(Beginning of EXTRACTED TEXT)

Pressure has come from multiple directions. European industry groups have warned that compliance burdens could discourage investment and innovation. American technology firms have argued that the rules are overly restrictive and operationally unclear. Even some EU Member States have become more cautious as competition with the United States and China intensifies.

Germany, for instance, advocated strongly for carve-outs and exemptions for industrial AI applications (e.g., in manufacturing with companies like Siemens), citing risks of overlapping regulatory burdens with existing product safety rules. Broader lobbying highlighted fears that overly prescriptive timelines could stifle innovation and investment in the EU.

As a result, the EU is quietly repositioning itself. Early rhetoric surrounding the AI Act focused heavily on human-centric AI, trustworthiness, and protection of fundamental rights. More recent discussions increasingly emphasize innovation, regulatory flexibility, and European competitiveness.

To critics, the recent changes amount to Europe caving in to lobbying pressure from Big Tech and compromising on its commitment to strong regulation. But to others, the EU is attempting to balance two competing imperatives: protecting European citizens from the harms of AI while ensuring that regulation does not become so burdensome as to simply drive developers and deployers elsewhere.

The GPAI Code of Practice Takes the Stage

Meanwhile, much of the EU’s regulatory attention has shifted toward the Act’s rules governing general-purpose AI systems (“GPAI”)—a category commonly understood to include foundation and frontier models developed by firms such as OpenAI, Anthropic, Google DeepMind, Meta AI, and xAI. The Act’s GPAI provisions became applicable in August 2025 and are increasingly becoming the center of gravity for European AI governance.

(End of EXTRACTED TEXT)
(Beginning of ENTRIES PROVIDED)

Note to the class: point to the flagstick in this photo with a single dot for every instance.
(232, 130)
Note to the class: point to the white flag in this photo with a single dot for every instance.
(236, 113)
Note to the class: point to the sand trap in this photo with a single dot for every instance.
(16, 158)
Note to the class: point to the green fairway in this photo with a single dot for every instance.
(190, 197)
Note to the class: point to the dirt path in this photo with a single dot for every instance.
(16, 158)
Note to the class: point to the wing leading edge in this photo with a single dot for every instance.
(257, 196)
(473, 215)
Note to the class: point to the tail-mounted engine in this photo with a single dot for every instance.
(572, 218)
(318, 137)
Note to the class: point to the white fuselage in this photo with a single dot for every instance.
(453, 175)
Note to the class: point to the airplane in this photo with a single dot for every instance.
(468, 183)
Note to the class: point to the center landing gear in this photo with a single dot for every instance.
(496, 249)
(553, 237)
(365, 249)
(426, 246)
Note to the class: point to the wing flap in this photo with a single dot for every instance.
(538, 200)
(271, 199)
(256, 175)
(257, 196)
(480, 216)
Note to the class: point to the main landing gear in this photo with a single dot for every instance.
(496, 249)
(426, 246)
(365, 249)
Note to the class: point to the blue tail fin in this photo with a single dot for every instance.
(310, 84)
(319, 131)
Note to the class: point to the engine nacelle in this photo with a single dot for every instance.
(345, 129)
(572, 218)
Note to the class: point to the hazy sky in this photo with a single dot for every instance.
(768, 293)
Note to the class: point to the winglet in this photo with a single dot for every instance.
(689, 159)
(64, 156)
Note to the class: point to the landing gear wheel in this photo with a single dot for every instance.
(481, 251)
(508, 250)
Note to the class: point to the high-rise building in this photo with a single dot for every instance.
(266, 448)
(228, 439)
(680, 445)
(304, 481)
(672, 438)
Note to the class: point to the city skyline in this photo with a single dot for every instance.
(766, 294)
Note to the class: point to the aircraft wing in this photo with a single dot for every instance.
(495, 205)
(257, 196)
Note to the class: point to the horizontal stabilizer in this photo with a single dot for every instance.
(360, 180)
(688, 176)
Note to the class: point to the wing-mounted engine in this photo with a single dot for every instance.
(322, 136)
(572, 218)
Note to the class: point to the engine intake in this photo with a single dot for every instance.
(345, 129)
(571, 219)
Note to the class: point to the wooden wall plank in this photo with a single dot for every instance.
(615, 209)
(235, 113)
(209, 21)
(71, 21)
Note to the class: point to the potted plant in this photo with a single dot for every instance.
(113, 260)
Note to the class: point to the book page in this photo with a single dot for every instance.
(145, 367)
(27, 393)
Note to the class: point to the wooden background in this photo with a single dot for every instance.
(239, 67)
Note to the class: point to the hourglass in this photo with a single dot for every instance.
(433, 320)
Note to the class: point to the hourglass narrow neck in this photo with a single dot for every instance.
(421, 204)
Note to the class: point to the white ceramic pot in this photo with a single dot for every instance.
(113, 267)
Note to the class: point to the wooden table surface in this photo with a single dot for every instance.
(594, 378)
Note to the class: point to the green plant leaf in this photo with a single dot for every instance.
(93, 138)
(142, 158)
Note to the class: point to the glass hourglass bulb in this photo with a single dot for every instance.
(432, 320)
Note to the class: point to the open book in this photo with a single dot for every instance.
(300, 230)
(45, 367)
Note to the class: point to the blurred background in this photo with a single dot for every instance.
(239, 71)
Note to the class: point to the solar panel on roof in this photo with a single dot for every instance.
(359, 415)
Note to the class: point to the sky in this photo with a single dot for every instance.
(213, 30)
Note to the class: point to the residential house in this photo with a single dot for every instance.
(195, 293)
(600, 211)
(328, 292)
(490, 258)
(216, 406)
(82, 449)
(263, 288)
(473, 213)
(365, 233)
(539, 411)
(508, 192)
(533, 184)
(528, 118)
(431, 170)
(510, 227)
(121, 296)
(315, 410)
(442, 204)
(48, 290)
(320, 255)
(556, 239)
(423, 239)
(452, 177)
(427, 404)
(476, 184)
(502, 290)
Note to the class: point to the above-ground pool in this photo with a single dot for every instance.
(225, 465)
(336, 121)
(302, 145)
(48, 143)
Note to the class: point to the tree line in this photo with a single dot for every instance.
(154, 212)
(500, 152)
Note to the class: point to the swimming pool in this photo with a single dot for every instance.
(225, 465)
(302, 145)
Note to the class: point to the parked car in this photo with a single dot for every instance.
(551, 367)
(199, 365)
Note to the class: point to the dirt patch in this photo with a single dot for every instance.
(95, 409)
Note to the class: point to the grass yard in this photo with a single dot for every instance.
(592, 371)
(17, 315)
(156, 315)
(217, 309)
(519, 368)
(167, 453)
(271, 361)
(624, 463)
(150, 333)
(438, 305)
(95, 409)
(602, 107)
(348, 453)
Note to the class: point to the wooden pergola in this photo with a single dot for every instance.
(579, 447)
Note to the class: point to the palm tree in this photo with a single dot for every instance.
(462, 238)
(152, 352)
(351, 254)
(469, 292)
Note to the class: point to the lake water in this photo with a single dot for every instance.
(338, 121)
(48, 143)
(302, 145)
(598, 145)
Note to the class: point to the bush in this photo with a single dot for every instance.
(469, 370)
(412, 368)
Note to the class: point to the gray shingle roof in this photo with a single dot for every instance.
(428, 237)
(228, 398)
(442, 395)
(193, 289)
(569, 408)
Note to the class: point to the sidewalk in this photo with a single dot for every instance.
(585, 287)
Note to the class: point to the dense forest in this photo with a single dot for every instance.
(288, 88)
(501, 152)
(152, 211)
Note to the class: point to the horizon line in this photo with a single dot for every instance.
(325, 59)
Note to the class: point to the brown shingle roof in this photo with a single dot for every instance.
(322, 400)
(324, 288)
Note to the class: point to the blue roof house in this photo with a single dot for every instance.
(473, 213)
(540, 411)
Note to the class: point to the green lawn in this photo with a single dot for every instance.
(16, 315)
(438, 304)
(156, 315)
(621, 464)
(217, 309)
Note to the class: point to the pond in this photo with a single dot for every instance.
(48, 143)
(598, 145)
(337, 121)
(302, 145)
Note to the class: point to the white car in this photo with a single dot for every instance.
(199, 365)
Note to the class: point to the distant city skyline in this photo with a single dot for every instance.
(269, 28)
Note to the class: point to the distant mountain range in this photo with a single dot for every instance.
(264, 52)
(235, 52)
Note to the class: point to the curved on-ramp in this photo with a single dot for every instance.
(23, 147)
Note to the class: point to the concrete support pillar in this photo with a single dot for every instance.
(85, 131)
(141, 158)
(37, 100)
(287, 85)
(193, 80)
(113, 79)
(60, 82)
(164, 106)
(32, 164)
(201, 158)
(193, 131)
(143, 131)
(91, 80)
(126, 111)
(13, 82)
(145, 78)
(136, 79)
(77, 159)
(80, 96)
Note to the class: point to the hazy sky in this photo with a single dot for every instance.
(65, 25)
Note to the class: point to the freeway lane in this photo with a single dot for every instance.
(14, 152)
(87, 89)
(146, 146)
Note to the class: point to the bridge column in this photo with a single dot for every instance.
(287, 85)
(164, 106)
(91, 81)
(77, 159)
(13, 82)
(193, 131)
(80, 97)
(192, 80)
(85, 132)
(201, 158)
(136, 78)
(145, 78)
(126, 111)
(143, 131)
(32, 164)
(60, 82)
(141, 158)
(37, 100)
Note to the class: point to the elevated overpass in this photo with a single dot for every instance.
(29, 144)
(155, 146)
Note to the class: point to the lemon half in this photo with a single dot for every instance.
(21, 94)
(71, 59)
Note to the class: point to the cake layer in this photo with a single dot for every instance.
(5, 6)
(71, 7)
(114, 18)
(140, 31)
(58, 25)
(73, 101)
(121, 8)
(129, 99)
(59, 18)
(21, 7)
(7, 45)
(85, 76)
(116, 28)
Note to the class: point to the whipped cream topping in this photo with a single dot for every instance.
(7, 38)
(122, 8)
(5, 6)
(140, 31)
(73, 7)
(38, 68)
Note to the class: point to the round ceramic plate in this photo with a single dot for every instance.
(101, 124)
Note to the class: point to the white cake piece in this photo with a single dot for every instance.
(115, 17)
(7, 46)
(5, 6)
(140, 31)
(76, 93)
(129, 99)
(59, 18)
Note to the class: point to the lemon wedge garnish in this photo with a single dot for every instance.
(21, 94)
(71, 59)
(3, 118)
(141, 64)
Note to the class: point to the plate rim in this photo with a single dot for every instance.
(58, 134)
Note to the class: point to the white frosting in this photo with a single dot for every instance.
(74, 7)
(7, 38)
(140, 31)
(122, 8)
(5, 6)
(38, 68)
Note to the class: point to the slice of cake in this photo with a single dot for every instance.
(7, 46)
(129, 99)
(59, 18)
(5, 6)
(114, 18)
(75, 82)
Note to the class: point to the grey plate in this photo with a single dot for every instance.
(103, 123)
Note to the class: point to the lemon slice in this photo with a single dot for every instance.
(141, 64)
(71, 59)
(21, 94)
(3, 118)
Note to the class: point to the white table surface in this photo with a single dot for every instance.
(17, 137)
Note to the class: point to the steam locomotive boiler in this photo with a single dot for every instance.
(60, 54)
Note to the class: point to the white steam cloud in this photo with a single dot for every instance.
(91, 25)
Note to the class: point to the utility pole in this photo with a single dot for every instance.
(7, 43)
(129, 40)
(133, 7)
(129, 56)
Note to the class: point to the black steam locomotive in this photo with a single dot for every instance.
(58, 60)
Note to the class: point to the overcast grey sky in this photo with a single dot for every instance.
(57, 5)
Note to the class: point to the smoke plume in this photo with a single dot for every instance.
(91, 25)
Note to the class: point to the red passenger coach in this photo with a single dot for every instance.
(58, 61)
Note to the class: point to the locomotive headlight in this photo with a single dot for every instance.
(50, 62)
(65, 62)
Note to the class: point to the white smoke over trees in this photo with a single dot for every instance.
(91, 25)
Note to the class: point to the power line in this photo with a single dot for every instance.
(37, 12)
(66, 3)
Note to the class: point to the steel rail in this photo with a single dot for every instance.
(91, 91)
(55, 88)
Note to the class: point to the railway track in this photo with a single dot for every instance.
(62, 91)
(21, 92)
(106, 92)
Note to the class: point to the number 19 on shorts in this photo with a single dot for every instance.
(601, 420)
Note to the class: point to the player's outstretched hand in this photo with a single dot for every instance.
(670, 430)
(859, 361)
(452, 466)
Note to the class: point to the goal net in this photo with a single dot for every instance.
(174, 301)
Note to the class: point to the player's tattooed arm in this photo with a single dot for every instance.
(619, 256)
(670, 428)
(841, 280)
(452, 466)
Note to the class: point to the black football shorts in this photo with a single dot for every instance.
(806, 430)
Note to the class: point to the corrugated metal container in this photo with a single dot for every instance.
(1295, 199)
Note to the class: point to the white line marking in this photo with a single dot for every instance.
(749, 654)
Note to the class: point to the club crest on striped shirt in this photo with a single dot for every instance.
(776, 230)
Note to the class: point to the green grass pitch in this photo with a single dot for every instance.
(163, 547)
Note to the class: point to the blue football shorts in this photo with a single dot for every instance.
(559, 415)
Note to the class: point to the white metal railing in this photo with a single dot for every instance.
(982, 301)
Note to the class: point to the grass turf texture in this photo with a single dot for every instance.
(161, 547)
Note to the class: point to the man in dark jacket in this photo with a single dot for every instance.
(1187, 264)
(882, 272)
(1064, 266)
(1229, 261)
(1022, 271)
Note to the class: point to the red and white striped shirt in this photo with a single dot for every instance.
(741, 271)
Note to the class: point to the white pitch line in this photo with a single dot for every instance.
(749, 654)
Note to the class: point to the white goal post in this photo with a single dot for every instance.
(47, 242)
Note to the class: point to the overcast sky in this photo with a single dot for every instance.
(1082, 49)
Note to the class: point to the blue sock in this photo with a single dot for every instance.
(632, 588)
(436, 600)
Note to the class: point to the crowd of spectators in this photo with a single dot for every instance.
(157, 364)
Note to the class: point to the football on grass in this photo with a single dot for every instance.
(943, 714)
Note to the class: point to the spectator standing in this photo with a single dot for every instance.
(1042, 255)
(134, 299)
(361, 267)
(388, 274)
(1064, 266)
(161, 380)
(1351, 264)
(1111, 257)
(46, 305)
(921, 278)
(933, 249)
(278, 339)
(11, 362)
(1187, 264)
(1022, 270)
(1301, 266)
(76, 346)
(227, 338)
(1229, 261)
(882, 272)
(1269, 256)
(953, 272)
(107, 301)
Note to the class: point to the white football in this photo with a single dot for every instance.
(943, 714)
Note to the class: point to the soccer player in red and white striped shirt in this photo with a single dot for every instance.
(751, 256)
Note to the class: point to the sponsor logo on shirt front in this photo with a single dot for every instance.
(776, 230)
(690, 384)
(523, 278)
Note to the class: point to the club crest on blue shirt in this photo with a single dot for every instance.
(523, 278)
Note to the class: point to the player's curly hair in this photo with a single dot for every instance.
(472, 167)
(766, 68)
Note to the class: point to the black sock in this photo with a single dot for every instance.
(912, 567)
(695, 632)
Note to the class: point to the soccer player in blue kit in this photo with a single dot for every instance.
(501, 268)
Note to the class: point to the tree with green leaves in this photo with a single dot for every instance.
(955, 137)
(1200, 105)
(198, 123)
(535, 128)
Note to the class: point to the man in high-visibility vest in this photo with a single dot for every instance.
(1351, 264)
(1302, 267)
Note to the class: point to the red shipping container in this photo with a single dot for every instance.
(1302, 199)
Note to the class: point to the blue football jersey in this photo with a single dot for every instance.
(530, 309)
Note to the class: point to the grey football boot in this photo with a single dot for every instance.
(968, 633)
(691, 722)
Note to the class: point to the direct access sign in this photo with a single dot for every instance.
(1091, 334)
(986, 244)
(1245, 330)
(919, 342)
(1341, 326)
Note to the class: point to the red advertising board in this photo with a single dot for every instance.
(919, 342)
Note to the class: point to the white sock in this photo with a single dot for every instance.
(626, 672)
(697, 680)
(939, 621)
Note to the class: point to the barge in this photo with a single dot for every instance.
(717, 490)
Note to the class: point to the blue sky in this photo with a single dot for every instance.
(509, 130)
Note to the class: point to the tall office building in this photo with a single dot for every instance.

(End of ENTRIES PROVIDED)

EXERCISE PROMPT:
Can you give again, word for word, the part of the text on the EU AI Act from "The GPAI Code" to "European AI governance."?

OUTPUT:
The GPAI Code of Practice Takes the Stage

Meanwhile, much of the EU’s regulatory attention has shifted toward the Act’s rules governing general-purpose AI systems (“GPAI”)—a category commonly understood to include foundation and frontier models developed by firms such as OpenAI, Anthropic, Google DeepMind, Meta AI, and xAI. The Act’s GPAI provisions became applicable in August 2025 and are increasingly becoming the center of gravity for European AI governance.